▸ Given instruction a
Name every person mentioned in the hearing transcript below.

▸ Article
________________________

Mr. Tavenner. Was he an organizer employed by you?

Mr. O’Connell. I do not remember whether he was there during the period when the party was actually organized, but he was there for a period of a few weeks.

Mr. Tavenner. That was in 1948, was it not?

Mr. O’Connell. In 1948 when the organization work was being done. Then he later went on to the position with the national office of the Progressive Party.

Mr. Tavenner. He finally became the head of the Progressive Party for the State of Ohio?

Mr. O’Connell. I think that is correct.

Mr. Tavenner. According to his testimony, he was employed as a State organizer for the Progressive Party in Washington from sometime around February or March, perhaps even later, of 1948, up to somewhere around June of the same year.

Mr. O’Connell. I think that is comparatively correct. My remembrance of it is that the provisional committee operated from about March, I would say around March 23 of 1948, and we actually had the founding convention of the rest of the party in the State of Washington the latter part of May.

Mr. Tavenner. DeLacy was a paid functionary for the Progressive Party during the period he indicated, was he not?

Mr. O’Connell. He was a paid organizer during that period.

Mr. Tavenner. Did you employ him?

Mr. O’Connell. I could not say strictly that I employed him. I think that there was an executive committee group that was set up at the time.

Mr. Tavenner. Were you his superior?

Mr. O’Connell. I was his superior; yes.

Mr. Tavenner. Now you indicated that you desired an opportunity to explain the testimony that Mr. Louis Budenz——

Mr. Willis. Before you come to that, you started to say 3 or 4 times that you had fired Mr. Rabbitt.

Mr. O’Connell. I fired Mr. Rabbitt; I removed him from the staff. Is that what you mean?

Mr. Willis. Yes. Why did you fire him?

Mr. O’Connell. I explained he was organizing in southern King County and he was supercritical of the work of a man by the name of Belden who was organizing clubs in what we call the 30th Legislative District of King County. The party was being attacked as being Communist or Communist-controlled or Red, and Belden was trying to explain as an ordinary individual that it was not Communist-controlled and was not Red. In the course of his explanation, at least, left anti-Communist inference; Rabbitt was critical of it.

Mr. Tavenner. It appears from the certificate made under law to the State of Washington that he was secretary of the Progressive Party in 1952—that Rabbitt was secretary.

Mr. O’Connell. In 1952?

Mr. Tavenner. Yes.

Mr. O’Connell. I, of course, of my own knowledge would not know if that is correct.

Mr. Tavenner. Did he remain on the executive committee of the Progressive Party after the time you say you discharged him from his paid position?

Mr. O’Connell. No, not as long as I was there. When I left in October of 1949, as I understand, in the early part of December a resolution was passed by the State board of the Progressive Party declaring my office vacant because I had not returned from the State of Montana. Either at that meeting or shortly after, Rabbitt was named by the executive committee. I think, first, the original title given to him was coordinator. Later I think he was made executive secretary. I know these things from what people have told me, but not of my own knowledge.

Mr. Tavenner. I am not sure that you have answered specifically my question relating to the testimony of Barbara Hartle insofar as it referred to you. Barbara Hartle testified that you attended Communist Party meetings in which she was present where all the persons present were members of the Communist Party. Did you attend any such meeting or meetings?

________________________

▸ Dataset content
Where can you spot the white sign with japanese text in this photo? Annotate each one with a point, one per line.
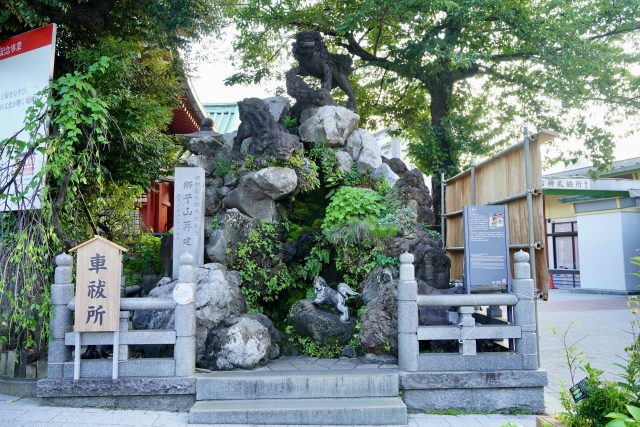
(566, 183)
(26, 65)
(188, 216)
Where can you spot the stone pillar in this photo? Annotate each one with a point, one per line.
(184, 351)
(494, 311)
(466, 322)
(124, 325)
(407, 315)
(61, 320)
(524, 311)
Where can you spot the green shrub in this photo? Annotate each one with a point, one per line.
(143, 257)
(603, 398)
(353, 203)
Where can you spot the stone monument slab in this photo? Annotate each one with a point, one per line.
(188, 222)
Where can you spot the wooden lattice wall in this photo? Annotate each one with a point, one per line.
(497, 178)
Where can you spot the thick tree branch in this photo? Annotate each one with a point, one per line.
(614, 32)
(91, 14)
(483, 69)
(55, 219)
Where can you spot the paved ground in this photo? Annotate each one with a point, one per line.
(602, 331)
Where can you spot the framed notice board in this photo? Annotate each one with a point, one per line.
(486, 246)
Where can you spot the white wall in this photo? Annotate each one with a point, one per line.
(606, 243)
(631, 242)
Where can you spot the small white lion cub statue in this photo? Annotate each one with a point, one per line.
(328, 296)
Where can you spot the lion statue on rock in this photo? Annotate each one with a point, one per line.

________________________

▸ Given instruction b
Rewrite the part of the records that runs from the line containing "Where can you spot the framed" through the end of the records, replacing "notice board" with "bulletin board" and keeping everything else the same. Give only that part.

▸ Output a
- Mr. Tavenner
- Mr. O’Connell
- DeLacy
- Mr. Louis Budenz
- Mr. Willis
- Mr. Rabbitt
- Belden
- Barbara Hartle

▸ Output b
Where can you spot the framed bulletin board in this photo? Annotate each one with a point, one per line.
(486, 246)
Where can you spot the white wall in this photo? Annotate each one with a point, one per line.
(606, 243)
(631, 242)
Where can you spot the small white lion cub statue in this photo? Annotate each one with a point, one per line.
(328, 296)
Where can you spot the lion statue on rock in this photo? Annotate each one with a point, one per line.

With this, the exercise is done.